**Problem description:** Count how many lines in the listing below contain the string "rider", treating uppercase and lowercase letters as different, and reply with only that number.

==========

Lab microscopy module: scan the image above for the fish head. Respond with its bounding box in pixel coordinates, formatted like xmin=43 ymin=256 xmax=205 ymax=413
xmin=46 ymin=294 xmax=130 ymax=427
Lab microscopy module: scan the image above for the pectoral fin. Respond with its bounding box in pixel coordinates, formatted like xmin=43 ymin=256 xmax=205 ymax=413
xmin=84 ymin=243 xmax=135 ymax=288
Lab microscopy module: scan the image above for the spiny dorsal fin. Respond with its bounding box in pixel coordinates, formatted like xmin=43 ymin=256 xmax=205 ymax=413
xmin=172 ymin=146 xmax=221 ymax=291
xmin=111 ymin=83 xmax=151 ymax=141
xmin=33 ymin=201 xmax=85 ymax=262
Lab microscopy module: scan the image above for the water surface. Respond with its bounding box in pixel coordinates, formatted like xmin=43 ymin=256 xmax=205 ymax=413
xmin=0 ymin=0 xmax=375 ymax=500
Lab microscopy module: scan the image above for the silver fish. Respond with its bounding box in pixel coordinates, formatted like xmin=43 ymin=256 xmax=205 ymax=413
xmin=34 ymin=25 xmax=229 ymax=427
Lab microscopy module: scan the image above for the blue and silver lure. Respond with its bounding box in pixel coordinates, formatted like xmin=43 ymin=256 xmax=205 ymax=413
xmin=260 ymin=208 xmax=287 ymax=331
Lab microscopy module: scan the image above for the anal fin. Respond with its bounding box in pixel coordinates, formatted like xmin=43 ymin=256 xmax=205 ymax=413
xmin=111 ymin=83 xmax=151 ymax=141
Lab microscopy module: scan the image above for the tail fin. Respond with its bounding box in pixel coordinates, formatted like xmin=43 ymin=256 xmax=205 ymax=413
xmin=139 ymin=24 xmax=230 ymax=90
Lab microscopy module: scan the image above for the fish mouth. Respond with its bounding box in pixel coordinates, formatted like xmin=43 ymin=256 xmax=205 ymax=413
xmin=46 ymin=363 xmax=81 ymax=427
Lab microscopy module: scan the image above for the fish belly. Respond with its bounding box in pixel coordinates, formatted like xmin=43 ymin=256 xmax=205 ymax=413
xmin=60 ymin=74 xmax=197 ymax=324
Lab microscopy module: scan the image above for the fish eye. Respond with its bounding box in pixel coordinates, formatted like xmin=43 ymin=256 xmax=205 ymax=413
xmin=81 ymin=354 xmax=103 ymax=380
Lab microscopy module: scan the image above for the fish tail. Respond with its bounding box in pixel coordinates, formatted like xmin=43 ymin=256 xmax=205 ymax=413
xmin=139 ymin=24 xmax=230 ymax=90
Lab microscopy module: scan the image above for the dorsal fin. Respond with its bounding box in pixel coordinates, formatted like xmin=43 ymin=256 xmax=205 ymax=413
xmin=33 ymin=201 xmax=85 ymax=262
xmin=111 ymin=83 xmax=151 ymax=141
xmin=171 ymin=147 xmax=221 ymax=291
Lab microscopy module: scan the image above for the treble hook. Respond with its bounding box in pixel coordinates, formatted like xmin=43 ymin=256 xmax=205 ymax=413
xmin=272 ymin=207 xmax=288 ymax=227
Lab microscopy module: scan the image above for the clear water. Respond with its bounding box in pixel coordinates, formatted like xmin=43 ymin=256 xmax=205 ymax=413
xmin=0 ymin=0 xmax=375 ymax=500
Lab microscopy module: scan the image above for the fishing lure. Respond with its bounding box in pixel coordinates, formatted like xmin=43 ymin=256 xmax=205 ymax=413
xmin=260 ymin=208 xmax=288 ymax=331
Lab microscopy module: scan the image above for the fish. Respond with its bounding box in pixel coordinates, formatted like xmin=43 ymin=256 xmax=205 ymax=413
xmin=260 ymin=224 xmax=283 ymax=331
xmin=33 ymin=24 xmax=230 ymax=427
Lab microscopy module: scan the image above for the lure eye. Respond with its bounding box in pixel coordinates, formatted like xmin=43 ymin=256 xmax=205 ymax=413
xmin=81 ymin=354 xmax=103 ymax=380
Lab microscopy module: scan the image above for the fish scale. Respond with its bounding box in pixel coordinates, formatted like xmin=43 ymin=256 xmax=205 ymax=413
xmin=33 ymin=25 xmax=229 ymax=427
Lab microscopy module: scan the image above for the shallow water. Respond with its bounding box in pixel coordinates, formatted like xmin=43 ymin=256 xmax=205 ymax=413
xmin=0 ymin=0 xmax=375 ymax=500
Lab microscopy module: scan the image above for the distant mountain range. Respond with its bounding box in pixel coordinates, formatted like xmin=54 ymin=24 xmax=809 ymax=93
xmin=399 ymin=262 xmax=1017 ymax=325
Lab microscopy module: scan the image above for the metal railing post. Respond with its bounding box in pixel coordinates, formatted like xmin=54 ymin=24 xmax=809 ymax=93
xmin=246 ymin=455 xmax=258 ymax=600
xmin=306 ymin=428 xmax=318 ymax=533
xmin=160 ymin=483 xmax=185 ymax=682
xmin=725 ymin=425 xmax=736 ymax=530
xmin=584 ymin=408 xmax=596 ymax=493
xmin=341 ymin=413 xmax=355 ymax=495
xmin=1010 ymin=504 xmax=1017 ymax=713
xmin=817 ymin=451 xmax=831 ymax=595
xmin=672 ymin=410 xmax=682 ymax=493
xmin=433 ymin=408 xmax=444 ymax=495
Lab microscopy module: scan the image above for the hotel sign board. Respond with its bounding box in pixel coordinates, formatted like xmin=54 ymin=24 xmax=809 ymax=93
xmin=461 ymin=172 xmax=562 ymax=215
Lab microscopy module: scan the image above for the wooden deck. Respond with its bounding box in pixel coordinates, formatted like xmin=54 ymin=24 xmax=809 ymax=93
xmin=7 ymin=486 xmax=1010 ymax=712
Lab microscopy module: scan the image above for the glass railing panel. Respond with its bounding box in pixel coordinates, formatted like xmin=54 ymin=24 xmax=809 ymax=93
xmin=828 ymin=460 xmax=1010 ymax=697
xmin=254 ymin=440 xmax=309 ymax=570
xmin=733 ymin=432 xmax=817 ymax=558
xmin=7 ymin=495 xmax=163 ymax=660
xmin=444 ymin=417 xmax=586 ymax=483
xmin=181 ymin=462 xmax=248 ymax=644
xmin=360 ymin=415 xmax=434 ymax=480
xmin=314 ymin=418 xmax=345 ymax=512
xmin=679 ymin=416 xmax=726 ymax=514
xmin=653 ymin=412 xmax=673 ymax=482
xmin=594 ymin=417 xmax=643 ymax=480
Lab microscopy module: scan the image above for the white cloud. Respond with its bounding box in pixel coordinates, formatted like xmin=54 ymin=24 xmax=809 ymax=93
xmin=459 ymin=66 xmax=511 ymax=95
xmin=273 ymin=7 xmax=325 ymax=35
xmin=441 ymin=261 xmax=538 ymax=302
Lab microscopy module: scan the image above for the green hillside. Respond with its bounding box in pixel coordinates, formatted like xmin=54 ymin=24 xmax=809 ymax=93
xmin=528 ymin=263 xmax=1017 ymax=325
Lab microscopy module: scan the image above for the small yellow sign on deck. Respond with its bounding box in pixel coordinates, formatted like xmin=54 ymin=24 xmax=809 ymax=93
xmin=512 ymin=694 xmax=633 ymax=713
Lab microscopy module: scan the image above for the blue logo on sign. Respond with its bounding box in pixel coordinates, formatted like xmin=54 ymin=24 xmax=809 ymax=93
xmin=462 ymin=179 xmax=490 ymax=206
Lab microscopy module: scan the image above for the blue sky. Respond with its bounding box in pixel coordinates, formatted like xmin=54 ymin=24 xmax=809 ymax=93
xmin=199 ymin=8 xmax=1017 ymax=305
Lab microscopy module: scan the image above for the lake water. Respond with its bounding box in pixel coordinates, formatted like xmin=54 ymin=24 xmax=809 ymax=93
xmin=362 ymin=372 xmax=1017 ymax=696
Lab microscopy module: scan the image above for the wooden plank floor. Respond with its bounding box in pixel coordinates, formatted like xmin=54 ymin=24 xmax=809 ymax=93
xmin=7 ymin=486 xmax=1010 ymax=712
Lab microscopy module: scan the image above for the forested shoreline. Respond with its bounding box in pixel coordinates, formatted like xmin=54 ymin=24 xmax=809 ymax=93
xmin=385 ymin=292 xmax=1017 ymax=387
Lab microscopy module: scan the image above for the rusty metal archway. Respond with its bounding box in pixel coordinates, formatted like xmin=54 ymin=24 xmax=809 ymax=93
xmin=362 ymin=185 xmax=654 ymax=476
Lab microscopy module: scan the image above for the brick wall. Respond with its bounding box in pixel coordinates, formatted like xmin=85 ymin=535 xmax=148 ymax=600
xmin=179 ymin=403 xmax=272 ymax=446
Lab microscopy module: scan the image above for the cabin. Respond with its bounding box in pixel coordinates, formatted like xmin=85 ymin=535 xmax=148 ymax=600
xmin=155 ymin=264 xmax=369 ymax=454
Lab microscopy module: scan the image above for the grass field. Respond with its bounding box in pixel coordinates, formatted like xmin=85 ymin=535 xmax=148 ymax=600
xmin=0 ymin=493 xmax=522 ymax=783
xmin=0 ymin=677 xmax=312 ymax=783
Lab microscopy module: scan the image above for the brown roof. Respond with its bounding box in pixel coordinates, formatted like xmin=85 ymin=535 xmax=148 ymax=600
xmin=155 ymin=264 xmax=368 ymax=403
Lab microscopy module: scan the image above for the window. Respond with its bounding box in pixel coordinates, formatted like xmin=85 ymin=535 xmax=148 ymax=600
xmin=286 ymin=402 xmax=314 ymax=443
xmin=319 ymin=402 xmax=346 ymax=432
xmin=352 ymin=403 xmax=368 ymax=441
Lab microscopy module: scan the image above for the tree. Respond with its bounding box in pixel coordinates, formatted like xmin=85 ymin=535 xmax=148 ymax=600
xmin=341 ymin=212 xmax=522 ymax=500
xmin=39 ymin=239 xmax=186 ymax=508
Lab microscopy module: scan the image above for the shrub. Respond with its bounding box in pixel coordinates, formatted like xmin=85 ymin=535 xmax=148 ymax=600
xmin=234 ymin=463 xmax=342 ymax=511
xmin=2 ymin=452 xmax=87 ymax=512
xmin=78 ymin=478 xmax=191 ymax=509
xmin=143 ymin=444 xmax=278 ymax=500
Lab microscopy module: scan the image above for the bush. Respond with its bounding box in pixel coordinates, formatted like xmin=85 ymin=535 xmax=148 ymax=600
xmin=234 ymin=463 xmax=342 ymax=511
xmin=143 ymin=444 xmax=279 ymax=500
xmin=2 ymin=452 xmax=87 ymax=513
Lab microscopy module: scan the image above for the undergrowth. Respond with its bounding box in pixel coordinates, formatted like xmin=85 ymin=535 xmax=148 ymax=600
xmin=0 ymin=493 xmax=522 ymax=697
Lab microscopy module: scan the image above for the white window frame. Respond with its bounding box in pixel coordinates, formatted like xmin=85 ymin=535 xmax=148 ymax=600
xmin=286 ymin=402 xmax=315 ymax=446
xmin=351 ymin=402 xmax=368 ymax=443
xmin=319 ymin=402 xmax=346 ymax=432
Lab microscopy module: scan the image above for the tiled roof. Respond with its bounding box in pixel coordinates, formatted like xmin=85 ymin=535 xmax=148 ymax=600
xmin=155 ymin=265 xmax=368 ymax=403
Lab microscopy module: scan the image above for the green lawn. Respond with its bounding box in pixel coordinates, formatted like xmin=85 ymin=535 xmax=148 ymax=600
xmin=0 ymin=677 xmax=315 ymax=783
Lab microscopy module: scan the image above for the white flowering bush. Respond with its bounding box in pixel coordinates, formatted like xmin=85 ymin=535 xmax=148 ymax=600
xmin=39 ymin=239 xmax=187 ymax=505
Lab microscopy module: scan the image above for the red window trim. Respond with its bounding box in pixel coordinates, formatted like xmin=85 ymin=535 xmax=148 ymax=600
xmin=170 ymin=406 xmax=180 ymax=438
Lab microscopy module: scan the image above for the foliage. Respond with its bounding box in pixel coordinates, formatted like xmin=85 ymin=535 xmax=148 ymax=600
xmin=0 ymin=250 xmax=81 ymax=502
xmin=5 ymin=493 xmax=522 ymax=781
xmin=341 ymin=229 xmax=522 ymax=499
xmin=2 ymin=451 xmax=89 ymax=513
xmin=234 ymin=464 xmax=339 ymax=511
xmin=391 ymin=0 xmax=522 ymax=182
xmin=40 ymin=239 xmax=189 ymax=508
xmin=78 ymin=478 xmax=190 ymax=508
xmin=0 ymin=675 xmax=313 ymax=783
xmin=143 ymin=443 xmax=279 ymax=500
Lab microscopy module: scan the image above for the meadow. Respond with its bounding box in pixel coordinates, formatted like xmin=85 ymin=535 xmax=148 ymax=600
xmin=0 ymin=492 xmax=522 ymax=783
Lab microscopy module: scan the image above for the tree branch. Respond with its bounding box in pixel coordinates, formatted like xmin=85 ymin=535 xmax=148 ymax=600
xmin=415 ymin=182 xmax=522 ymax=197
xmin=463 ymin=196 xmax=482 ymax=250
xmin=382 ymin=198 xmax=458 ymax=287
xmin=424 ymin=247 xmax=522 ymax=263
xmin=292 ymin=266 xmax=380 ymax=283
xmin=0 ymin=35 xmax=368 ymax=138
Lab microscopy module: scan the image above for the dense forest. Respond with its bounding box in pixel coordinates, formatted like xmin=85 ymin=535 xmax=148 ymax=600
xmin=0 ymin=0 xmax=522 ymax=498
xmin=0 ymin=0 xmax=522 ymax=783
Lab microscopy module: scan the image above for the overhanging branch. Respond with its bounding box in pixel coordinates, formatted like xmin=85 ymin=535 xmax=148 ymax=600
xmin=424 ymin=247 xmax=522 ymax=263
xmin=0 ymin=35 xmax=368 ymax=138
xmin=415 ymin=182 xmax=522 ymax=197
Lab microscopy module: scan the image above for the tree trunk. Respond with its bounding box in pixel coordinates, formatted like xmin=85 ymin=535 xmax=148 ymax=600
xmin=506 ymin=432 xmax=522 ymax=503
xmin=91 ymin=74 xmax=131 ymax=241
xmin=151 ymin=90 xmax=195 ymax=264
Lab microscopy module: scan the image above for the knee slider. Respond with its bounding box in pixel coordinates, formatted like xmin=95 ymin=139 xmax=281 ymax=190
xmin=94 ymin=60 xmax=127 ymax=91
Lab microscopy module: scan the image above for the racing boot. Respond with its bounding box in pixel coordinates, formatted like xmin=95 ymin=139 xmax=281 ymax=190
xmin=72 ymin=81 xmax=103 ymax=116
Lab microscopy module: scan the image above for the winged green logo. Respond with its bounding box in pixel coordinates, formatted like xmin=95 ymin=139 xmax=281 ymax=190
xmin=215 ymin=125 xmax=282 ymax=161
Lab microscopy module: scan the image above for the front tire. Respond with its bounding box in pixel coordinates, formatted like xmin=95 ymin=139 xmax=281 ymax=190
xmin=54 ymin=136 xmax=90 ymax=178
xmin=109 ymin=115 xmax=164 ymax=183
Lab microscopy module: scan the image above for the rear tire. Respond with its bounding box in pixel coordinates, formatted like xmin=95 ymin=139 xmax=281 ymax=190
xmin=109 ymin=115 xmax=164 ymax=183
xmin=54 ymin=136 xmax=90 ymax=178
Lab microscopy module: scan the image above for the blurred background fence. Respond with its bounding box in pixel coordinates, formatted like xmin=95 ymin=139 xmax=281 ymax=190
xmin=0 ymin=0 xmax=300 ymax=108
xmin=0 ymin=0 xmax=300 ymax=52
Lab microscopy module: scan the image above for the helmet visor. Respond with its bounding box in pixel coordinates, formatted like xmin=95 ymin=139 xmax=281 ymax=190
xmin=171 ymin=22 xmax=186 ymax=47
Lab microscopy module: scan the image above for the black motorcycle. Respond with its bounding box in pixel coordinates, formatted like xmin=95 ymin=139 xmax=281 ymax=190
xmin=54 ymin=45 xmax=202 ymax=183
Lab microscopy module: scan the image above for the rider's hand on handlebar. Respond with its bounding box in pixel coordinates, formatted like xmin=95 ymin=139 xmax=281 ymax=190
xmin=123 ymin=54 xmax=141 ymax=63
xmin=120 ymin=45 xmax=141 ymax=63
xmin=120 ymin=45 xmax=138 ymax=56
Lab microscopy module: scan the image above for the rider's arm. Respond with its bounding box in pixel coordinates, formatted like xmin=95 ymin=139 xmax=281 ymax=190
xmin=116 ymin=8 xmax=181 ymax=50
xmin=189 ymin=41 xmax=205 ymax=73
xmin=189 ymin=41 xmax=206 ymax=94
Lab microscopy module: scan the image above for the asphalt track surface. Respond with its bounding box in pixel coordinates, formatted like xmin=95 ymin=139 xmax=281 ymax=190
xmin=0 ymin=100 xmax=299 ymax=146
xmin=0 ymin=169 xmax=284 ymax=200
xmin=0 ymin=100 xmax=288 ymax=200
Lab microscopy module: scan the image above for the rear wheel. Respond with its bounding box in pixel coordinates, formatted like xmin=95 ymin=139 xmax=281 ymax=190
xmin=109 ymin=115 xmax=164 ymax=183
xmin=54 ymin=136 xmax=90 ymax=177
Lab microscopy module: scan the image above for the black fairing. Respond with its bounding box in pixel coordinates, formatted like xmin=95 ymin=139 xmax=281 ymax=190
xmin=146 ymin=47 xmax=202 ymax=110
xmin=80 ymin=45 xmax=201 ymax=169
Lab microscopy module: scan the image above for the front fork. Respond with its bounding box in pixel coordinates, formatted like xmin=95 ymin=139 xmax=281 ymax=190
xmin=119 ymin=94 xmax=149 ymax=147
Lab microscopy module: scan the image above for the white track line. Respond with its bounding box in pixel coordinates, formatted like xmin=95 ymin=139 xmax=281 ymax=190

==========

**Expected answer:** 2